Problem details
Write out all the data verbatim. Skip images.

Record excerpts
____
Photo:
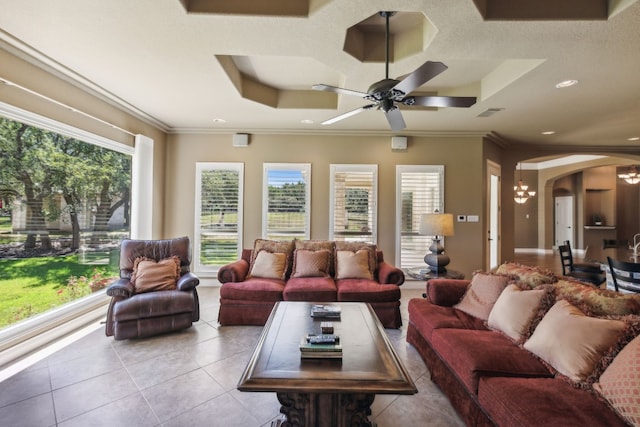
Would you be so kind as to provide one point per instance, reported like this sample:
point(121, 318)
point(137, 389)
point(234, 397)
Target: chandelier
point(522, 194)
point(631, 176)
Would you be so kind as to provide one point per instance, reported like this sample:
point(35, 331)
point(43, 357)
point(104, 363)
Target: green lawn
point(35, 285)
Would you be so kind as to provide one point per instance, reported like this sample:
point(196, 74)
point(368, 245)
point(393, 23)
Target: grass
point(34, 285)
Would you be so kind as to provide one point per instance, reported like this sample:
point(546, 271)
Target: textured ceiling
point(185, 63)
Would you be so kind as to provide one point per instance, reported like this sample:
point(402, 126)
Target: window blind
point(420, 189)
point(353, 209)
point(287, 192)
point(218, 236)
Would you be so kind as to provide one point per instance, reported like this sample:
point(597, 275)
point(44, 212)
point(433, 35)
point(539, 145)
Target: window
point(354, 203)
point(419, 189)
point(218, 222)
point(286, 211)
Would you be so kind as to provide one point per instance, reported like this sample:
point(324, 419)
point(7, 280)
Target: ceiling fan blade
point(442, 101)
point(423, 74)
point(341, 91)
point(394, 117)
point(348, 114)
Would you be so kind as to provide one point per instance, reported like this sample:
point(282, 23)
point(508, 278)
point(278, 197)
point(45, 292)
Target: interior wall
point(57, 98)
point(461, 157)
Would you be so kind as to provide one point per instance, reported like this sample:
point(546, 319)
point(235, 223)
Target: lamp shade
point(436, 224)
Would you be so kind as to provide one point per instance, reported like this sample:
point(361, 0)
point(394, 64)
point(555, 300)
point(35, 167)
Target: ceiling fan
point(387, 92)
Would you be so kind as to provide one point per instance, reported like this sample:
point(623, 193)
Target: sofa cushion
point(307, 263)
point(484, 290)
point(269, 265)
point(150, 275)
point(619, 384)
point(366, 291)
point(594, 301)
point(542, 402)
point(353, 265)
point(357, 246)
point(514, 311)
point(472, 354)
point(253, 289)
point(155, 304)
point(318, 245)
point(572, 342)
point(428, 317)
point(528, 276)
point(320, 289)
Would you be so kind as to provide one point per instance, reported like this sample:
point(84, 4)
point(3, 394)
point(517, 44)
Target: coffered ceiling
point(248, 65)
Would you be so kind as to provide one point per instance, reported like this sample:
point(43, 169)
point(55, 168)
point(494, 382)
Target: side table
point(423, 273)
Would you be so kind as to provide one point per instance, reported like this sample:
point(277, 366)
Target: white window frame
point(373, 202)
point(201, 167)
point(420, 243)
point(305, 170)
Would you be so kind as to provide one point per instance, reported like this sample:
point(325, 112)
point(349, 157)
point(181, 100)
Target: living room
point(122, 70)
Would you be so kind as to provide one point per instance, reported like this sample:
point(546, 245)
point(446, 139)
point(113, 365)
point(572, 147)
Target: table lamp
point(436, 225)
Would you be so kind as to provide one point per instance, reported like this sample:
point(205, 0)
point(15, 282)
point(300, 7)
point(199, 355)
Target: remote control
point(323, 339)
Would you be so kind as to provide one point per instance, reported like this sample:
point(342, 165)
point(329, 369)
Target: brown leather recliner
point(132, 314)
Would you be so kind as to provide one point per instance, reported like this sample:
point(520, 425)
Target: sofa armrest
point(446, 292)
point(234, 272)
point(121, 288)
point(187, 282)
point(389, 274)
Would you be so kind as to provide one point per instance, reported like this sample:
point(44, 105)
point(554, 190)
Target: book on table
point(324, 310)
point(320, 351)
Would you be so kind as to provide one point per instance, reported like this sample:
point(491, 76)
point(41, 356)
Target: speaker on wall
point(240, 139)
point(398, 142)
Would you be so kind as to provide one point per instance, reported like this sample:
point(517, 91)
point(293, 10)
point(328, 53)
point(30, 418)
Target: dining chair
point(589, 267)
point(625, 275)
point(595, 278)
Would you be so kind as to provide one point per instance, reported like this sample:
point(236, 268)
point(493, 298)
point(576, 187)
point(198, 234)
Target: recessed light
point(566, 83)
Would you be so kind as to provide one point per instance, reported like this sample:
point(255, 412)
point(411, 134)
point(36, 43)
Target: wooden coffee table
point(325, 392)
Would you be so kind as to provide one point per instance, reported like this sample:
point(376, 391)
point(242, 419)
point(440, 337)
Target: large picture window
point(286, 208)
point(218, 221)
point(419, 190)
point(354, 201)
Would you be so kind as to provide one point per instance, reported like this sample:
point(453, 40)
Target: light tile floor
point(187, 378)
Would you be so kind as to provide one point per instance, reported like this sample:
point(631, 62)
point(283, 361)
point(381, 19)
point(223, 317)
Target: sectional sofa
point(308, 270)
point(521, 347)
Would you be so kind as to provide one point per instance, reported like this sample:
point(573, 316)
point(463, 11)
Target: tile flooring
point(187, 378)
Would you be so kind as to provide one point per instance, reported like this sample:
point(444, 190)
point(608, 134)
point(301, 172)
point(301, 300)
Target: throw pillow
point(269, 265)
point(273, 246)
point(572, 342)
point(149, 275)
point(357, 246)
point(353, 265)
point(620, 382)
point(311, 263)
point(482, 293)
point(529, 276)
point(597, 302)
point(514, 310)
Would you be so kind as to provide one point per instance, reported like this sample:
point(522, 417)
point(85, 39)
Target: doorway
point(564, 222)
point(492, 248)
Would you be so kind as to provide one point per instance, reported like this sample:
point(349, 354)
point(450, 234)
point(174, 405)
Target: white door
point(493, 215)
point(564, 229)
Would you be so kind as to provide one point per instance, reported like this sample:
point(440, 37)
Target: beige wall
point(460, 156)
point(34, 79)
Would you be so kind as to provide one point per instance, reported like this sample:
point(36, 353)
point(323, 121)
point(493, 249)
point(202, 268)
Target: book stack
point(320, 351)
point(327, 311)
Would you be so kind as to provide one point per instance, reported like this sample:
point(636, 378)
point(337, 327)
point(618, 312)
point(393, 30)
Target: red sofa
point(247, 299)
point(492, 380)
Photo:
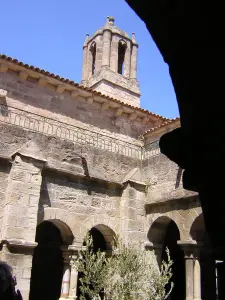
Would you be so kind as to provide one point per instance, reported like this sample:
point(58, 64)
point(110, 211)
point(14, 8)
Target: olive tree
point(130, 273)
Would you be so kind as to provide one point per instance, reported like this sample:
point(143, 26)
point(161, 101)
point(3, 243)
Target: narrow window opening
point(121, 56)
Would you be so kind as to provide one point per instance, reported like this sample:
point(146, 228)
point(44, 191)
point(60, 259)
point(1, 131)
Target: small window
point(122, 46)
point(93, 54)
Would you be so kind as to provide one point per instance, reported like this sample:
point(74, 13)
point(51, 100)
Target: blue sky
point(50, 33)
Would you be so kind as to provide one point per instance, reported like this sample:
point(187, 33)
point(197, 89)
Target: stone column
point(197, 275)
point(134, 51)
point(114, 53)
point(188, 248)
point(66, 274)
point(106, 47)
point(85, 60)
point(73, 279)
point(19, 222)
point(127, 61)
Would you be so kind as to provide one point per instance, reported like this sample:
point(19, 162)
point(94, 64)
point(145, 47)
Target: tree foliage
point(128, 274)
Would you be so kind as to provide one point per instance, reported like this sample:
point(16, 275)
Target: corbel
point(105, 106)
point(144, 121)
point(23, 75)
point(3, 68)
point(133, 116)
point(3, 93)
point(42, 81)
point(74, 94)
point(119, 112)
point(90, 100)
point(60, 89)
____
Output of the task
Photo:
Would you be so kind as to provide one point per instance, reported like this sample:
point(121, 318)
point(137, 389)
point(234, 397)
Target: chandelier
point(522, 194)
point(631, 176)
Would you be so kind as to provide one point per instance, reported like this sample:
point(35, 331)
point(43, 357)
point(104, 363)
Target: green lawn
point(35, 285)
Would you be so kind as to provide one point per instance, reported like this sample:
point(196, 74)
point(368, 245)
point(393, 23)
Target: grass
point(34, 285)
Would you be so kind as to provide one point per instance, reported like this sample:
point(546, 271)
Target: textured ceiling
point(185, 63)
Would you be so kind as to provide one point per instance, reported like this sample:
point(402, 126)
Target: window blind
point(420, 189)
point(353, 209)
point(287, 192)
point(218, 236)
Would you be so kind as to provide one point per instance, reported like this sample:
point(597, 275)
point(44, 212)
point(433, 35)
point(539, 145)
Target: window
point(354, 203)
point(419, 189)
point(218, 222)
point(286, 211)
Would you be so kind as to provide one point per instance, reported like this sample:
point(324, 419)
point(7, 280)
Target: ceiling fan blade
point(442, 101)
point(423, 74)
point(341, 91)
point(394, 117)
point(348, 114)
Would you be so kind as to provide one point per instance, reported like this sample:
point(282, 23)
point(508, 278)
point(278, 197)
point(45, 292)
Target: interior wall
point(57, 98)
point(461, 157)
Would you be so kind as to provide one point per instance, reported like this sample:
point(546, 319)
point(235, 223)
Target: lamp shade
point(436, 224)
Would you be so kind as to provide one point per instance, reported like this sample:
point(361, 0)
point(394, 64)
point(555, 300)
point(35, 167)
Target: ceiling fan
point(387, 92)
Would you be so kind as to provide one point per instance, reported like this sample:
point(623, 193)
Target: sofa cushion
point(307, 263)
point(484, 290)
point(269, 265)
point(150, 275)
point(619, 384)
point(366, 291)
point(594, 301)
point(542, 402)
point(353, 265)
point(357, 246)
point(514, 311)
point(472, 354)
point(253, 289)
point(155, 304)
point(318, 245)
point(572, 342)
point(428, 317)
point(528, 276)
point(320, 289)
Would you be so kind as to provide one point per instance, reported like this sample:
point(84, 4)
point(3, 394)
point(517, 44)
Target: coffered ceiling
point(248, 65)
Would you be so kind as to provide one point per instance, reported like this sample:
point(43, 169)
point(55, 168)
point(494, 382)
Target: side table
point(423, 273)
Would you be so kind as to provide one point per instance, reported like this sample:
point(277, 366)
Target: white window frame
point(373, 202)
point(201, 167)
point(420, 243)
point(305, 170)
Would you be so kind as to provide one point per instance, reported like this sample:
point(325, 112)
point(349, 157)
point(181, 100)
Target: living room
point(122, 70)
Would you be so kind as to provide one point per instance, reported like this sample:
point(546, 245)
point(446, 139)
point(113, 365)
point(572, 147)
Target: table lamp
point(436, 225)
Would you be so kind as to provide one point per instance, reported like this sample:
point(205, 0)
point(15, 282)
point(300, 7)
point(199, 355)
Target: remote control
point(323, 339)
Would you be so kind as to provide one point per instance, reported like this sample:
point(342, 165)
point(329, 369)
Target: brown leather recliner
point(132, 314)
Would you be so kind as to provide one point per instance, reported like this sample:
point(520, 425)
Target: sofa armrest
point(446, 292)
point(234, 272)
point(121, 288)
point(187, 282)
point(389, 274)
Would you be so kind as to provide one point per instance, reported like this sample:
point(44, 105)
point(554, 190)
Target: book on table
point(324, 310)
point(320, 351)
Would you be so kind as to provide one point per instance, reported like this sample:
point(491, 76)
point(41, 356)
Target: speaker on wall
point(240, 139)
point(398, 142)
Would you be so kind as to provide one point per instance, reported like this sample:
point(517, 91)
point(293, 10)
point(328, 53)
point(30, 418)
Target: dining chair
point(589, 267)
point(625, 275)
point(595, 278)
Would you be so kind as to provide one point per instance, reported like this sample:
point(236, 268)
point(493, 298)
point(576, 187)
point(198, 234)
Target: recessed light
point(566, 83)
Would you be so kind as to provide one point per instance, reported like this sample:
point(255, 412)
point(411, 134)
point(36, 43)
Target: wooden coffee table
point(325, 392)
Would you be so kind as to provide one point per instance, reported like this sample:
point(376, 391)
point(242, 419)
point(440, 337)
Target: large picture window
point(286, 208)
point(218, 221)
point(419, 190)
point(354, 201)
Would you be so kind as to provide one point per instance, reported like this sample:
point(453, 40)
Target: light tile floor
point(187, 378)
Would you be so kind as to provide one point per instance, reported like this sample:
point(631, 62)
point(283, 361)
point(381, 19)
point(223, 317)
Target: sectional sofa
point(308, 270)
point(521, 347)
Would you be so kind as to provide one point per instance, reported like this sample:
point(573, 316)
point(463, 11)
Target: tile flooring
point(187, 378)
Would you be so kind as to provide one point per instance, reported like this sample:
point(444, 190)
point(608, 134)
point(301, 172)
point(301, 300)
Target: throw pillow
point(269, 265)
point(273, 246)
point(572, 342)
point(149, 275)
point(357, 246)
point(353, 265)
point(620, 382)
point(311, 263)
point(482, 293)
point(529, 276)
point(597, 302)
point(514, 310)
Would you be so kind as to provide one point per instance, reported like this sample:
point(522, 417)
point(85, 39)
Target: doorway
point(564, 222)
point(492, 248)
Would you be so kind as to provide one point per instance, reported like this sample:
point(349, 354)
point(450, 234)
point(174, 405)
Target: white door
point(493, 215)
point(564, 229)
Would you be so kind as to provide one point per instance, reported like this sample:
point(440, 37)
Target: beige wall
point(460, 156)
point(34, 79)
Would you be so kind as to provide one point per instance, reported like this sample:
point(36, 353)
point(323, 121)
point(493, 249)
point(202, 268)
Target: book stack
point(320, 351)
point(327, 311)
Would you be so kind as to provide one point per instance, reported like this sample:
point(636, 378)
point(337, 327)
point(618, 312)
point(393, 30)
Target: red sofa
point(247, 299)
point(492, 380)
Photo:
Would you be so kind as to provide one point per instance, reported like this sample:
point(58, 64)
point(110, 211)
point(14, 8)
Target: olive tree
point(130, 273)
Would you be so kind as to provide one point per instance, reported like this sample:
point(143, 26)
point(161, 101)
point(3, 243)
Target: narrow window opening
point(121, 56)
Would you be so kind as to provide one point per instance, reported like this sample:
point(146, 228)
point(44, 191)
point(60, 259)
point(1, 131)
Target: small window
point(122, 46)
point(93, 54)
Would you be so kind as to provide one point per instance, reported like this sample:
point(74, 13)
point(51, 100)
Target: blue sky
point(50, 33)
Would you be so kind as to provide one point per instance, reported like this sample:
point(187, 33)
point(197, 89)
Target: stone column
point(197, 275)
point(134, 51)
point(114, 53)
point(188, 248)
point(66, 274)
point(106, 47)
point(85, 60)
point(73, 279)
point(19, 222)
point(127, 61)
Would you be so kind as to provide one point per instance, reported like this sample:
point(19, 162)
point(94, 64)
point(145, 47)
Target: tree foliage
point(128, 274)
Would you be so kind as to provide one point per instance, reported like this sample:
point(16, 275)
Target: corbel
point(105, 106)
point(144, 121)
point(23, 75)
point(3, 68)
point(133, 116)
point(3, 93)
point(42, 81)
point(74, 94)
point(119, 112)
point(90, 100)
point(60, 89)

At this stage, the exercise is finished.